* [Stated task]: Collect each line in the records below that contains the word "this".

═══ Supplied material ═══

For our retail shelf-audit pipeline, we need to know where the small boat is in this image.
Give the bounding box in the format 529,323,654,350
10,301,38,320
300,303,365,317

═══
═══ Supplied material ═══

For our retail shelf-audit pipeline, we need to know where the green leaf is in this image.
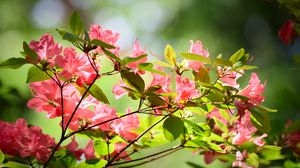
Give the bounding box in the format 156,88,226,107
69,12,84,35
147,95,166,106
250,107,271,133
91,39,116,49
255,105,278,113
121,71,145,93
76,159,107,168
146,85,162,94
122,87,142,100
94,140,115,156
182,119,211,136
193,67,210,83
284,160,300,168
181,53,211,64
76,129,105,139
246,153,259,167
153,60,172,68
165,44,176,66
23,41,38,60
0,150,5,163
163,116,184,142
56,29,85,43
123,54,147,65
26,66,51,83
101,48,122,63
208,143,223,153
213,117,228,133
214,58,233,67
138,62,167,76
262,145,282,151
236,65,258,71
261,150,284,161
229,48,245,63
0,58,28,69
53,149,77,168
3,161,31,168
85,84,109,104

═══
═══ Supplied material ═══

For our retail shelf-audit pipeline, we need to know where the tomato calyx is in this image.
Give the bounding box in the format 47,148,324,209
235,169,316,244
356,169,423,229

═══

* [The solution]:
For our retail shelf-audit pipeline, we need to know where the small boat is in this image.
For our retail shelf-audit pipeline, we need to know where the green leaf is in this image.
For our retail shelf-audit pipeline, we need to know where the tomato calyx is in this image.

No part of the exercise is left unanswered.